§ Written problem:
Count the lines of the data below that contain the string "flip", and reply with that number alone.

================================

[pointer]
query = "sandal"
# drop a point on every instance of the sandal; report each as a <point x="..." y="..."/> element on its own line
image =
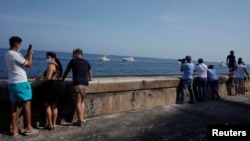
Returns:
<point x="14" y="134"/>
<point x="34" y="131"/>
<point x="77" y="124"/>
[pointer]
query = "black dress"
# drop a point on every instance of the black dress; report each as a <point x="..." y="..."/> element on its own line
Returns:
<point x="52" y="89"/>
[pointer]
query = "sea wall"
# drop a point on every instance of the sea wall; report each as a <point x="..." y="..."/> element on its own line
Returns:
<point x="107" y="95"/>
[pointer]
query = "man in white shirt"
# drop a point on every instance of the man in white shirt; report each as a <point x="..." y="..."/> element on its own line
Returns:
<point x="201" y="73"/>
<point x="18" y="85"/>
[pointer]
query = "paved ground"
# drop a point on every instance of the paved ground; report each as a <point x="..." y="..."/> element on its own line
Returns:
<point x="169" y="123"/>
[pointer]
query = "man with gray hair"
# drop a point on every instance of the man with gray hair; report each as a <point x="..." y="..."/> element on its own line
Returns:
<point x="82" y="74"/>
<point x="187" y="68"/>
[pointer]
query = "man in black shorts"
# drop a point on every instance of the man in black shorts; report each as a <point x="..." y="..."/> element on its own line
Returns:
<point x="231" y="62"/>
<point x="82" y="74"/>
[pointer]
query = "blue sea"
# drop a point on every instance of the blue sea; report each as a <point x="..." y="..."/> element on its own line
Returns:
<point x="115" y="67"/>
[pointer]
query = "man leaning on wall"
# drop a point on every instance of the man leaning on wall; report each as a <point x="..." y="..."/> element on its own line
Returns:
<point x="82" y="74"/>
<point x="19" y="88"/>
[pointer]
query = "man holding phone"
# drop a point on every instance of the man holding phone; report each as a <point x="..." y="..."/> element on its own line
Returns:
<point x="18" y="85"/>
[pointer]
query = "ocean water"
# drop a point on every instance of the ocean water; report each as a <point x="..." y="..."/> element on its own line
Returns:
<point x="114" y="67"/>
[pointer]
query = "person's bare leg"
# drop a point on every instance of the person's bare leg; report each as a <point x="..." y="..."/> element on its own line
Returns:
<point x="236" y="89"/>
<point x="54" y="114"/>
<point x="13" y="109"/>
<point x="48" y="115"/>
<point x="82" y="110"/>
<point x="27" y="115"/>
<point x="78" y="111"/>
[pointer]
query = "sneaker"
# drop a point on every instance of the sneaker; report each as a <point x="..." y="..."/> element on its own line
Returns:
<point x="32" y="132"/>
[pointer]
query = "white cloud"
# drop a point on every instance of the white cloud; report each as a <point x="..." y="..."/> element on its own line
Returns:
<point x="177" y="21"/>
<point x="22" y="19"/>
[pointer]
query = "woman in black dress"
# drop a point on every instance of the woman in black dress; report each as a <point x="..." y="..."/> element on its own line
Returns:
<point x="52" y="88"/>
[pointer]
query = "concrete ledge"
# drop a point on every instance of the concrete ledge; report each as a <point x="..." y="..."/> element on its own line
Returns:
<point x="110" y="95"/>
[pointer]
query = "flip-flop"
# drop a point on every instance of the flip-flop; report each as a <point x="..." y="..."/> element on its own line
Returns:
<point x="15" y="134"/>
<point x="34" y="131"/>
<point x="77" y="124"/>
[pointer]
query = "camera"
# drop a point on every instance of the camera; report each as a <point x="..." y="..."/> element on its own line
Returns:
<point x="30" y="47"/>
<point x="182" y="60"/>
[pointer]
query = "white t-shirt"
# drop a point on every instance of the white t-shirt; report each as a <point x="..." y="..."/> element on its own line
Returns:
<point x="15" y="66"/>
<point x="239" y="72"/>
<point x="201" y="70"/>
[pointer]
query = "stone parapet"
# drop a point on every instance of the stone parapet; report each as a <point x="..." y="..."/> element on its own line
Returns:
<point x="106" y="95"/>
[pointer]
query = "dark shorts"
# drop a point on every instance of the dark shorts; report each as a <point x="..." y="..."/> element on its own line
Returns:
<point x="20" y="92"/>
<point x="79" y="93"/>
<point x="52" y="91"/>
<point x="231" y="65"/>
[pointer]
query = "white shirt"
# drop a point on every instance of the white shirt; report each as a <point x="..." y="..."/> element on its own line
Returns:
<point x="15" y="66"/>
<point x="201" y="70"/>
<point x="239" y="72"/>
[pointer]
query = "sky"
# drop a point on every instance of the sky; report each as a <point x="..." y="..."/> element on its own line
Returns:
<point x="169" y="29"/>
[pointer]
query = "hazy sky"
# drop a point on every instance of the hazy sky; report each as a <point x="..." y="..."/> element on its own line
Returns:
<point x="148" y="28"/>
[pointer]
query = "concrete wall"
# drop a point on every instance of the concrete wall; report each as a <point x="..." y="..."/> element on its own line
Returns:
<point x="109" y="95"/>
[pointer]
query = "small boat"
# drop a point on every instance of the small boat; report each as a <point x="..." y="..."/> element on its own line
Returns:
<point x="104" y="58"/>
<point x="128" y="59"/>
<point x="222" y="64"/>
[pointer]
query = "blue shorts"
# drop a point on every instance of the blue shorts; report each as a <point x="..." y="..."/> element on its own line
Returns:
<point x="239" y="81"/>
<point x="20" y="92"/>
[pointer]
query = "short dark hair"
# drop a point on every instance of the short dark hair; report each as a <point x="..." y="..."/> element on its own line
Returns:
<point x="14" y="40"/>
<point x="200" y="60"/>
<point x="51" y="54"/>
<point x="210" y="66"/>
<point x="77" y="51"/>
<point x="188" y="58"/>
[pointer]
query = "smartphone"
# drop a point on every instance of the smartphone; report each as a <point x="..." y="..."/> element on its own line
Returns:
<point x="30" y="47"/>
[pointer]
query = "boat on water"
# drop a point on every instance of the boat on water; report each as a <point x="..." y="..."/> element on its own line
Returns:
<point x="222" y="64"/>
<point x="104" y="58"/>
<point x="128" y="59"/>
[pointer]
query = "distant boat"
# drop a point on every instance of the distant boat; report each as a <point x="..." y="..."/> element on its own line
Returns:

================================

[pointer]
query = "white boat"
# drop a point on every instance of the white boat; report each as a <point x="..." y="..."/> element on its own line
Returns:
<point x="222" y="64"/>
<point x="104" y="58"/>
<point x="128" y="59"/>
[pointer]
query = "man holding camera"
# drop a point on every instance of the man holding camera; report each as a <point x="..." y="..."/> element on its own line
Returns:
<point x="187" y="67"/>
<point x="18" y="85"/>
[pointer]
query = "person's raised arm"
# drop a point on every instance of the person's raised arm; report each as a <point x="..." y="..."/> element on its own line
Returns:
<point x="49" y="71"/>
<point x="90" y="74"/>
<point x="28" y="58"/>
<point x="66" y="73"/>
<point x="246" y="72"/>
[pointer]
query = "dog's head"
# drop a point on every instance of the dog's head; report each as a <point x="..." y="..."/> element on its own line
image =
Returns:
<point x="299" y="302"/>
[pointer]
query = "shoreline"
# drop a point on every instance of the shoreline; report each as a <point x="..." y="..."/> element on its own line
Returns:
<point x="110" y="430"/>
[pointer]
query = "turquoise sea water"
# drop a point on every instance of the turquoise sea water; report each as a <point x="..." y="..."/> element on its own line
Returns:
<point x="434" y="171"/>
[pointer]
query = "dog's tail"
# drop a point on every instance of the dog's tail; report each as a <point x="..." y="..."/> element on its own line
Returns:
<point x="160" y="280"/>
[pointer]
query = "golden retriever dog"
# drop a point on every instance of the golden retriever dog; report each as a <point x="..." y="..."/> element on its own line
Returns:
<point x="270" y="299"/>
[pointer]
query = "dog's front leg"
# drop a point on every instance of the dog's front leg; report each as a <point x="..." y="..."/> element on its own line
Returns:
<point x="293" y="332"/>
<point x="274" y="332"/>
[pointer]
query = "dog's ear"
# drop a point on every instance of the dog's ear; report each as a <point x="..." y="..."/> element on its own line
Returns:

================================

§ Completed exercise:
2